_Fragment tekstu_
((
Chrystus we mnie Drukuj Email
Autor: Aleksandra Kwiecień   
wtorek, 15 maja 2018 14:55
„Nie chodzi o to, bym znalazła się w innych okolicznościach, ale by Chrystus był we mnie”. Elisabeth Elliot

  Dzień był piękny, ciepły i słoneczny. Wysokie drzewa rzucały przyjemny cień osłaniając parkowe alejki baldachimem długich gałęzi, sycąc zmysły kolorem pięknej, świeżej zieleni. Wiatr delikatnie szeleścił młodymi liśćmi. Sam fakt, że w tak cudowny dzień mogłam spędzać przedpołudnie w parku powinien przepełniać serce wdzięcznością. Daleko mi jednak, prawdę mówiąc, było do sielskiego nastroju. Wprost przeciwnie, samopoczucie stanowiło ostry kontrast do jasnej, optymistycznej, wiosennej aury. 

Czułam się zniechęcona, zmęczona i przygnębiona. Od jakiegoś czasu modliłam się prosząc, aby Pan Bóg odmienił pewną sytuację, ale nie widać było żadnej Bożej interwencji, żadnej zmiany. I wtedy właśnie, w połowie parkowej alejki, zatopiona w niewesołych, pełnych żalu myślach, przypomniałam sobie pewien cytat:

Nie chodzi o to, bym znalazła się w innych okolicznościach, ale by Chrystus był we mnie. 

Trochę niczym rzucone wyzwanie, którego prawdę mówiąc na początku nie chciałam podjąć. Nie chciałam zmieniać mojej modlitwy, pragnęłam zmiany danej sytuacji – i o to prosiłam – a nie o to, by kolejny raz „być kształtowaną”… JA pragnęłam zmiany TU i TERAZ – na LEPSZE. Słowa cytatu nie przestawały jednak do mnie wracać. W końcu musiałam poddać się i nad nimi, po raz kolejny, zastanowić. 

Byłam rozżalona i niezadowolona, ponieważ Pan Bóg nie odpowiadał na moją modlitwę w taki sposób, jak tego oczekiwałam. Gdzieś podświadomie zakładałam, że to właśnie proponowane przeze mnie rozwiązanie byłoby najlepsze i  - tak prawdę mówiąc – chyba nawet posuwałam się do myśli, że to nie fair ze strony Pana Boga, że nie daje mi tego, o co proszę. Gdy zaczęłam analizować swoją własną postawę, doszłam do wniosku, że najzwyczajniej w świecie założyłam, że jestem mądrzejsza od Boga i to ja lepiej wiem, co byłoby dobre i właściwe. Zawstydziłam się, bo przecież każdego dnia modlę się „bądź wola Twoja, jak w niebie, tak i na ziemi” i naprawdę pragnę, by te słowa nie były wypowiadane obłudnie czy nieszczerze.
))
Rekordy ze źródła danych
((
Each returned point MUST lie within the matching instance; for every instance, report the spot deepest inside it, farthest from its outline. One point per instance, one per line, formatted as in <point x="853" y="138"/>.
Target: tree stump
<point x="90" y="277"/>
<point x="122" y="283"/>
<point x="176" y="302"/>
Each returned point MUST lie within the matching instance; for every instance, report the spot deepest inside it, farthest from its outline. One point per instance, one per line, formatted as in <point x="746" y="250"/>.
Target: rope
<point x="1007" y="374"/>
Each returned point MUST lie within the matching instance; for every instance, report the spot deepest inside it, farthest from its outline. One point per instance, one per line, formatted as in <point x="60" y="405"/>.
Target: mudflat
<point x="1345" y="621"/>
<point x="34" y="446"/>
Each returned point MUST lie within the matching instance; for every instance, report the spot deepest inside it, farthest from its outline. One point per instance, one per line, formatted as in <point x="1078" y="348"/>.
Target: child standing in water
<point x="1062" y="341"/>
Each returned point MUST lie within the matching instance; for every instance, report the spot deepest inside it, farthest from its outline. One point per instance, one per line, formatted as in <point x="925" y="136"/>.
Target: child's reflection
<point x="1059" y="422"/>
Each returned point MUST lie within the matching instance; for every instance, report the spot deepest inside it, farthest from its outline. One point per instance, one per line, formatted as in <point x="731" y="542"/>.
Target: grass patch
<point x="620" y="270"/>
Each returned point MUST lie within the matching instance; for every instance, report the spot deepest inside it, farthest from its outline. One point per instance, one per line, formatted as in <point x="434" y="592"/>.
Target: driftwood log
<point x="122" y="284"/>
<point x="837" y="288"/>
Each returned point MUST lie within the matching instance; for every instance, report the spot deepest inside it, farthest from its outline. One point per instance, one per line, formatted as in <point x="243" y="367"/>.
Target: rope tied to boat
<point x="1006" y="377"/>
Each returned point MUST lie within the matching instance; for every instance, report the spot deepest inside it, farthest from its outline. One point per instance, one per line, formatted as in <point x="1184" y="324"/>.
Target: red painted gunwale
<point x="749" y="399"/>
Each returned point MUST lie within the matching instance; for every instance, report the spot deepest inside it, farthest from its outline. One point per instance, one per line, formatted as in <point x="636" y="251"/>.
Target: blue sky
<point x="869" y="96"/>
))
_Do zrobienia_
Przetłumacz, proszę, na angielski zdanie „Wiatr delikatnie szeleścił młodymi liśćmi.” z tekstu o modlitwie.

_Wynik_
The wind gently rustled the young leaves.